[Saved entries]
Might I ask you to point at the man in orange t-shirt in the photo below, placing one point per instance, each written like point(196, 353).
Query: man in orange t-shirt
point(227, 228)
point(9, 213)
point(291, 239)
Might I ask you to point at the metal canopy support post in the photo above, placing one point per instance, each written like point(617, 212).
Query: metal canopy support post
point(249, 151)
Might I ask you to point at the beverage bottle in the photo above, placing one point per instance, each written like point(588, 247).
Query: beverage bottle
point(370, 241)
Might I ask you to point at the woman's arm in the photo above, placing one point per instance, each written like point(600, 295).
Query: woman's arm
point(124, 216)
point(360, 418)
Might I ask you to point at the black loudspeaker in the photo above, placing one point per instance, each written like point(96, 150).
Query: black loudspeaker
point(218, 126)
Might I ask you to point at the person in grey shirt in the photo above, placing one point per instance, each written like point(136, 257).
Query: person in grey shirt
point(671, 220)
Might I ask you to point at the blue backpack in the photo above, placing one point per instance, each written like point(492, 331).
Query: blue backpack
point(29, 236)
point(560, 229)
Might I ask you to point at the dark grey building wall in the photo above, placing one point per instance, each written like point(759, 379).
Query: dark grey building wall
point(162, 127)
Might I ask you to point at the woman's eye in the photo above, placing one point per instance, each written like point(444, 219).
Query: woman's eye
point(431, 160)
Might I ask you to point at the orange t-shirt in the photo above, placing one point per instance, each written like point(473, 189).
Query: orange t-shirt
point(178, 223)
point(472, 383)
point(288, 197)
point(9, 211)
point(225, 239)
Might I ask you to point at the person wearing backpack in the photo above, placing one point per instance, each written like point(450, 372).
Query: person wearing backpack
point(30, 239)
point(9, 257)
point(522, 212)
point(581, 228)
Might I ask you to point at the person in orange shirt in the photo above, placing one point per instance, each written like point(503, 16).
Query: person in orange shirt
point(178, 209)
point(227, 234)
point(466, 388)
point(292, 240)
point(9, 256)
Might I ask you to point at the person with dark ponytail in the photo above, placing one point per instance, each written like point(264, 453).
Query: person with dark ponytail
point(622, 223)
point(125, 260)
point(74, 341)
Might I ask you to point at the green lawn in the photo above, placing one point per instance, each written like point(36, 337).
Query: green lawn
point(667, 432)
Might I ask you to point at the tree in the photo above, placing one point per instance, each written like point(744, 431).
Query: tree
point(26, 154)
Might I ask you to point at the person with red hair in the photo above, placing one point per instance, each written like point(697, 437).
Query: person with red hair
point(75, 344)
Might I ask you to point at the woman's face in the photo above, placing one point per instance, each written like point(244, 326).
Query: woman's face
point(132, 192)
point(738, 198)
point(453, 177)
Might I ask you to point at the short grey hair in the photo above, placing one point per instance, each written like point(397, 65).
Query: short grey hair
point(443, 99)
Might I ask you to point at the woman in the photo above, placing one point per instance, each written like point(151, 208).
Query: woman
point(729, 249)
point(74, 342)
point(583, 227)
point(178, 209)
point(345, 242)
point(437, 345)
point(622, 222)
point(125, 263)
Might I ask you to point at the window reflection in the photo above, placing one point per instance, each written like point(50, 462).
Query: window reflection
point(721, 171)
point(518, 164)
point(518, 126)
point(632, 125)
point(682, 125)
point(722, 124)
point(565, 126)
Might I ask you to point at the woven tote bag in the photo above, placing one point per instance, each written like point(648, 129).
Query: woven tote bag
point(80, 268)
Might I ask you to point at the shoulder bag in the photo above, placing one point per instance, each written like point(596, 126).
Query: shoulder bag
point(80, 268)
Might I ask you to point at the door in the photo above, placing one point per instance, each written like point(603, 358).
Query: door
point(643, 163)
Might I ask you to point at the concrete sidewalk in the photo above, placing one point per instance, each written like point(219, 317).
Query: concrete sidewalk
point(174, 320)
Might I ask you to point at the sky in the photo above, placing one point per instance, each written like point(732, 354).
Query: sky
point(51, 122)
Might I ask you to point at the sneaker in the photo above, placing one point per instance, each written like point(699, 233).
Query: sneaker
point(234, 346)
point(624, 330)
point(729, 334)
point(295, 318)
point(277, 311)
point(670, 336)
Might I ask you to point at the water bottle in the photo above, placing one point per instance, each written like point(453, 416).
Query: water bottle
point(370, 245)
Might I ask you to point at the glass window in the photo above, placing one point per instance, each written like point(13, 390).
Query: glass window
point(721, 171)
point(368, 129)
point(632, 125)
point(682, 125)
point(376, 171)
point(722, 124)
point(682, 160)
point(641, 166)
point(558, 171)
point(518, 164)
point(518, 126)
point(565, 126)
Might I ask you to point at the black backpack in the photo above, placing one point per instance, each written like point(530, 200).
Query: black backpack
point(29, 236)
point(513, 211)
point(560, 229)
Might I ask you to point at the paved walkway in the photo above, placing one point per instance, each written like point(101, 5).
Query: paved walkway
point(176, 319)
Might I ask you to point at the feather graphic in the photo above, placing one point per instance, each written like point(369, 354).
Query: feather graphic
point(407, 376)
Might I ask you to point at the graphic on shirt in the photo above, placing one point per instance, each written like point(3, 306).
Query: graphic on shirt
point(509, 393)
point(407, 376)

Problem details | Could you transcribe all of the data exactly as it is given?

Completed exercise |
Might I ask you to point at the man in orange t-shirt in the photo below, placing one point per instance, each written like point(196, 353).
Query: man in orange t-shirt
point(227, 228)
point(9, 213)
point(291, 239)
Might I ask you to point at the metal canopy support post in the photo above, placing one point per instance, each written like point(617, 212).
Query: metal canopy support post
point(249, 151)
Might I ask you to point at the beverage bottle in the photo above, placing one point per instance, each written like point(588, 247).
Query: beverage bottle
point(370, 241)
Might I ask you to point at the woman's arm in the photo above, placing one point per instance, each written like point(600, 295).
Query: woman's arm
point(124, 216)
point(360, 418)
Might I ask you to point at the black loudspeaker in the photo above, placing one point per instance, each written like point(96, 150).
Query: black loudspeaker
point(218, 126)
Might I ask you to point at the person in grey shirt in the photo above, placing one point per instance, each written like point(136, 257).
Query: person in grey shirt
point(671, 220)
Might I ask you to point at the blue backpack in the photo above, placing one point per instance, each written like point(492, 331).
Query: blue backpack
point(29, 236)
point(560, 229)
Might I ask you to point at the dark grey building wall in the photo above, placing one point per instance, each written like point(759, 379).
Query: dark grey building wall
point(162, 127)
Might I ask you to point at the woman's eye in the photo above, placing one point per instance, each written like point(444, 219).
Query: woman's eye
point(431, 160)
Might I ask you to point at the orange t-shirt in the photo above, placing one point per instance, each written like point(473, 189).
Query: orange t-shirt
point(178, 223)
point(472, 383)
point(288, 197)
point(9, 211)
point(225, 239)
Might I ask you to point at the person wearing backpack in the photo above, placing one point per instance, each written like point(450, 372).
Query: person wearing backpack
point(30, 239)
point(9, 257)
point(522, 212)
point(581, 228)
Might I ask you to point at the person in orange shirt in the photo above, placing one point per instance, each written like point(503, 16).
Query: person in orange shirt
point(178, 209)
point(227, 234)
point(466, 388)
point(292, 240)
point(9, 256)
Might I ask you to point at the person with dark ponytail in the photo above, placing one point per instance, each written like point(264, 453).
Query: person with dark ponytail
point(622, 223)
point(125, 260)
point(74, 341)
Might I ask you to point at the green lawn in the photo above, placing one point per instance, each written like point(36, 337).
Query: green lawn
point(667, 432)
Might I ask you to point at the tree in the photo above, placing one point per instance, each written like point(744, 431).
Query: tree
point(26, 154)
Might I ask you to point at the person with red hair in the photo above, placing one point per instance, each written like point(697, 437).
Query: person with red hair
point(75, 344)
Might I ask you to point at the woman's face in the photo above, placing one point per instance, each written like point(244, 326).
Query: woman's face
point(132, 192)
point(738, 198)
point(453, 177)
Might I ask you to point at the short grey hair in the photo above, placing one point per instance, each written like point(397, 65).
Query: short grey hair
point(443, 99)
Might I ask you to point at the woman in the photo above, placing one point per instance, each written like point(151, 208).
Query: woman
point(729, 249)
point(74, 342)
point(583, 227)
point(178, 209)
point(345, 242)
point(437, 345)
point(622, 222)
point(125, 263)
Might I ask you to point at the window reflection in the photo above, placing one point per instance, each written like point(50, 462).
Query: window reflection
point(721, 171)
point(518, 164)
point(518, 126)
point(632, 125)
point(682, 125)
point(722, 124)
point(565, 126)
Might I ask you to point at the woven tote bag in the photo above, placing one point per instance, each written like point(648, 129).
Query: woven tote bag
point(80, 268)
Might I ask you to point at the shoulder bag in the photo above, placing one point per instance, each written like point(596, 126).
Query: shoulder bag
point(80, 268)
Might I ask you to point at the door in the photo above, placing one point per instance, each written like point(603, 358).
Query: door
point(643, 163)
Might I ask you to point at the concrete sidewalk in the photo above, placing one point per instance, each written like point(219, 317).
Query: concrete sidewalk
point(174, 320)
Might I ask you to point at the sky in the photo above, placing one point per instance, each written like point(732, 354).
Query: sky
point(51, 122)
Might I ask you to point at the sneaker in the photo above, placing one point per instance, each written like point(699, 233).
Query: sneaker
point(234, 346)
point(624, 330)
point(729, 334)
point(295, 318)
point(277, 311)
point(670, 336)
Might I ask you to point at the water bottle in the photo above, placing one point per instance, each written like point(453, 416).
Query: water bottle
point(370, 245)
Might I ask you to point at the glass window in the photo above, placing one point per instance, each written like point(13, 390).
Query: glass window
point(721, 171)
point(368, 129)
point(632, 125)
point(682, 125)
point(376, 171)
point(722, 124)
point(682, 160)
point(641, 166)
point(558, 171)
point(518, 164)
point(518, 126)
point(565, 126)
Might I ask you to point at the black backpack in the photo above, placing one point per instance, each written like point(530, 200).
Query: black backpack
point(29, 236)
point(513, 211)
point(560, 229)
Might I ask you to point at the paved walkway in the photo above, placing one point per instance, each written like point(101, 5).
Query: paved walkway
point(176, 319)
Might I ask you to point at the feather graphic in the photo above, placing one point per instance, each written like point(369, 354).
Query: feather graphic
point(407, 376)
Might I ask you to point at the graphic on shirt in the photo above, placing one point per instance, each written like point(3, 306).
Query: graphic on shirt
point(509, 393)
point(407, 376)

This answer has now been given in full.